- **EXERCISE BRIEF**:
The answer must consist of the records, repeated exactly.

- **Natural language region descriptions**:

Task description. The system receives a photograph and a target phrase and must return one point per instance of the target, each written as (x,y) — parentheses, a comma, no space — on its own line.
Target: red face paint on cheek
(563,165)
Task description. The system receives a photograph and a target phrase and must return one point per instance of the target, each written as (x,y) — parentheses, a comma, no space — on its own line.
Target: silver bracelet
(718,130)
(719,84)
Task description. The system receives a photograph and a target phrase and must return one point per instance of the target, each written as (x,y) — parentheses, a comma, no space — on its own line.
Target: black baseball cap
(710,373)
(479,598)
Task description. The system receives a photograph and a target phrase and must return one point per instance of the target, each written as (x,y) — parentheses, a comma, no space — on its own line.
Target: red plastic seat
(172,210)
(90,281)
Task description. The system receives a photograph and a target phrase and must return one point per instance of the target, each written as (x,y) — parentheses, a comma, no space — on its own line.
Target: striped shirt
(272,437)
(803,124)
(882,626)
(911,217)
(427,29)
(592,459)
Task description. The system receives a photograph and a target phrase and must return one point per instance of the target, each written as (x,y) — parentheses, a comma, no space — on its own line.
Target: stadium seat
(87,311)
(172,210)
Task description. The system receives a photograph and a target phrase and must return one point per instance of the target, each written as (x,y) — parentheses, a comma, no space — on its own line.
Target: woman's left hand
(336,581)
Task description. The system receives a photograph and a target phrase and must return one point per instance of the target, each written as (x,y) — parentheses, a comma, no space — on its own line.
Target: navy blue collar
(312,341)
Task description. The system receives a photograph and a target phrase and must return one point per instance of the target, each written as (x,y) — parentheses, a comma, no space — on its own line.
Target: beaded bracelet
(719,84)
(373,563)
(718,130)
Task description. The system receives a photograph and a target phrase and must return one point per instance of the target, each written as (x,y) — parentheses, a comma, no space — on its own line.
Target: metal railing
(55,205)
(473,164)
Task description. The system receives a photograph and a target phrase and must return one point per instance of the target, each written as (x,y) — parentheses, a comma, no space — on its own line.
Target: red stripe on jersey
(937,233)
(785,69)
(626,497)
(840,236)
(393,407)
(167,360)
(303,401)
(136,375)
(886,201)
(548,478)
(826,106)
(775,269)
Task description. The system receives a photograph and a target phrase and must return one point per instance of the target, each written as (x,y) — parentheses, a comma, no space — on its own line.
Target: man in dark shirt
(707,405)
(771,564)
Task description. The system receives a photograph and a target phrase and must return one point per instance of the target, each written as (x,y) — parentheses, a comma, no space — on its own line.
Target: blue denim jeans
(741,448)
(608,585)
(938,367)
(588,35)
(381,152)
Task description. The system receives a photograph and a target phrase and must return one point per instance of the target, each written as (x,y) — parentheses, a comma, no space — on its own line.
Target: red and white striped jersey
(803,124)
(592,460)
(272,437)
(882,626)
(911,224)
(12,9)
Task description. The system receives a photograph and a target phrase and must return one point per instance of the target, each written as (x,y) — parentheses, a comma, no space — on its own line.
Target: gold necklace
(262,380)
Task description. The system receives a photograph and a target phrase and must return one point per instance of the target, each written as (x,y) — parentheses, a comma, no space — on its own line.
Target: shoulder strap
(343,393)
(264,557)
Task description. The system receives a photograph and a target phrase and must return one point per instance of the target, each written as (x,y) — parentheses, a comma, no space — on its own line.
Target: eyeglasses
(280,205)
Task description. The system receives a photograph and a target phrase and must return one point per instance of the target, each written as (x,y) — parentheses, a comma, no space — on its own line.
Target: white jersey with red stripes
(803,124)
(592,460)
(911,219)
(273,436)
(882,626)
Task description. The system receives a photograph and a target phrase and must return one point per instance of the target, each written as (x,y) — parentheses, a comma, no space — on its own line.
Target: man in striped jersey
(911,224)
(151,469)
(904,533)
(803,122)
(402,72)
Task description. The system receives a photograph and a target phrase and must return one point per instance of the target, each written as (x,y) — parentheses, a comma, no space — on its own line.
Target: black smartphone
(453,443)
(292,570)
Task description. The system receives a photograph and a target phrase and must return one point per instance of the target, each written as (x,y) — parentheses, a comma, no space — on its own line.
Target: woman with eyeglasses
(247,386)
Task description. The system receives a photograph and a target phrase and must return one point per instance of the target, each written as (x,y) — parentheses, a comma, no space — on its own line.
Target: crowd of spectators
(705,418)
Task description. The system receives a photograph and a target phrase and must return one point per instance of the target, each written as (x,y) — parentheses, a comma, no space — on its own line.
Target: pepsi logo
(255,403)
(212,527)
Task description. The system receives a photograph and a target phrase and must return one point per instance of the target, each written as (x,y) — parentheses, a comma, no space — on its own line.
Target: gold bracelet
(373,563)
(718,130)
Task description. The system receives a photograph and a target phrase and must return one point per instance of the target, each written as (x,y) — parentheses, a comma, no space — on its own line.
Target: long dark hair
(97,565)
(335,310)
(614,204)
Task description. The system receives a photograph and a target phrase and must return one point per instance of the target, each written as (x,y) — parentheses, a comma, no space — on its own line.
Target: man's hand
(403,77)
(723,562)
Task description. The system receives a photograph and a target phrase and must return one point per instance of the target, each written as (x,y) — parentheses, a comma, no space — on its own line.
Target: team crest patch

- **EXERCISE RESULT**:
Task description. The system receives a photograph and a target phrase and must return one point per instance of the target, each written as (x,y) — parentheses, a comma, no space — on its own line.
Target: red face paint on cheek
(563,165)
Task description. The system receives a photograph and a target phrase and must return one point per instance of the target, each written as (x,y) — parentheses, a comma, no space — on its own line.
Target: silver bracelet
(718,130)
(719,84)
Task description. The system receives a photograph and a target phrase and must return one point per instance of the target, each written as (x,y) — parentheses, a comma, no space — on its own line.
Target: black baseball cap
(710,373)
(479,598)
Task description. The system receives a photograph and a target phrase and must return one point per instance of the target, each written as (x,y) — parentheses, a comma, no space — on its own line.
Target: red plastic seat
(172,210)
(90,281)
Task description. The system receives a photograph and a target phrase and must return one point per instance of the target, each written as (x,y) — parentheses, a comma, no space — on its own line.
Target: striped shirt
(272,437)
(803,124)
(882,626)
(911,217)
(427,29)
(592,459)
Task description. The system receives a photograph and a target phrase and must return one point per instance of the target, each written as (x,y) — parentheses, a comma, no space — on its own line.
Target: stadium seat
(87,311)
(172,210)
Task description. The system receives a photograph and a target phrase and must return one point per instance of the target, each written as (x,y) — parentheses, a comma, no space — on its own line.
Target: woman's left hand
(336,581)
Task description. The system receives a photograph and a target phrase and must return one point per instance of the target, each written as (x,y) — parentheses, a comma, no space — on its own line.
Target: navy blue collar
(312,341)
Task description. The system receives a photograph and a target phrase and must return one point per instance of the target, each written as (x,y) — parentheses, a comma, no space — on its own line.
Target: beaded bracelet
(719,84)
(373,563)
(718,130)
Task description. The system receives a photograph and a target phrase and must return one point per instance of the target, each written as (x,y) — parentheses, a comma, no space — on its own line.
Target: metal railing
(55,205)
(473,164)
Task description. The system receives a photograph and a target phrase and must return one point per instance of the target, each written as (x,y) — parentheses, a comma, no space — on its own line.
Target: red stripe on jersey
(937,233)
(785,69)
(626,497)
(840,236)
(393,407)
(167,360)
(303,401)
(136,375)
(886,201)
(548,478)
(826,106)
(775,269)
Task description. The system receives a photograph and a target phrase and must return one point per instance of the target, each written as (x,y) — parentheses, a comma, no space — on its own line.
Target: man in dark shirt
(707,405)
(771,564)
Task description. The system receives a photograph and a target phrase and must return one point per instance of the target, each written as (x,y) — parentheses, a comma, no space — on its own line.
Target: blue denim jeans
(741,448)
(608,585)
(938,367)
(588,35)
(381,152)
Task description. The system receives a photograph and a target phrase and must return one point per instance of the target, each written as (x,y) — parentheses, a comma, no space — on its own line.
Target: red and white striped jersey
(803,124)
(592,460)
(272,437)
(882,626)
(911,224)
(12,9)
Task description. The system receives a photograph and a target phrase and must return one point per instance of the target, each written as (x,y) — parentheses, a comma, no space — on its own line.
Target: gold necklace
(262,380)
Task description. The system receives a photograph and a target phrase and must return one point per instance of the target, each written as (x,y) — parentheses, a comma, no space — on its own line.
Target: shoulder strap
(343,393)
(264,557)
Task description. The system receives a photograph and a target phrase and must return one point per instance of the target, each written as (x,y) — parentheses, a comma, no space — on its own line.
Target: eyeglasses
(280,205)
Task description. The system receives a photograph and a target phrase and must return one point per instance of the target, each written as (x,y) — parentheses, a comma, no space — on its own line.
Target: white jersey with red stripes
(803,124)
(592,460)
(911,219)
(273,436)
(882,626)
Task description. The system receives a photograph and a target phrase and must return one point per instance of the target, each written as (x,y) — parentheses, a comma, no space — on its own line.
Target: man in striped jersey
(911,224)
(151,469)
(904,533)
(803,122)
(402,72)
Task description. The system receives a photograph and a target phrase and must return one point per instance of the target, each written as (x,y) — parentheses, a comma, no space — on its own line.
Target: black smartphone
(453,443)
(292,570)
Task description. The system receives a photograph and a target phrase and must return one point per instance of the target, each written as (x,y) — parentheses, a comma, no space — on its own line.
Target: woman with eyeglasses
(247,386)
Task description. The system receives a photograph and a target phrase and must return one point per instance of the target, each written as (x,y) — parentheses, a comma, no space — on its own line.
Target: crowd of spectators
(705,418)
Task description. The system receives a photograph and a target phrase and must return one point per instance of the target, each written as (x,y) — parentheses, a comma, no space — on its own line.
Target: pepsi logo
(255,403)
(212,527)
Task description. The system receives a photograph and a target phrase and must return one point per instance of the target, each written as (x,y) — parentheses, a comma, no space — on its own line.
Target: gold bracelet
(373,563)
(718,130)
Task description. The system receives a photograph and a target phrase and must return one point per instance of the target, each written as (x,y) — parentheses, a comma, no space — on its own line.
Target: long dark hair
(97,565)
(335,310)
(614,204)
Task description. The system receives a photograph and a target phrase and must return one point per instance of the target, each written as (x,y) — parentheses, a comma, no space — on its own line.
Target: man's hand
(403,77)
(723,562)
Task description. The system receives a photograph and a target phrase and must return one point per instance of the target, each written as (x,y) — parentheses, a comma, no space — on its own line.
Target: team crest patch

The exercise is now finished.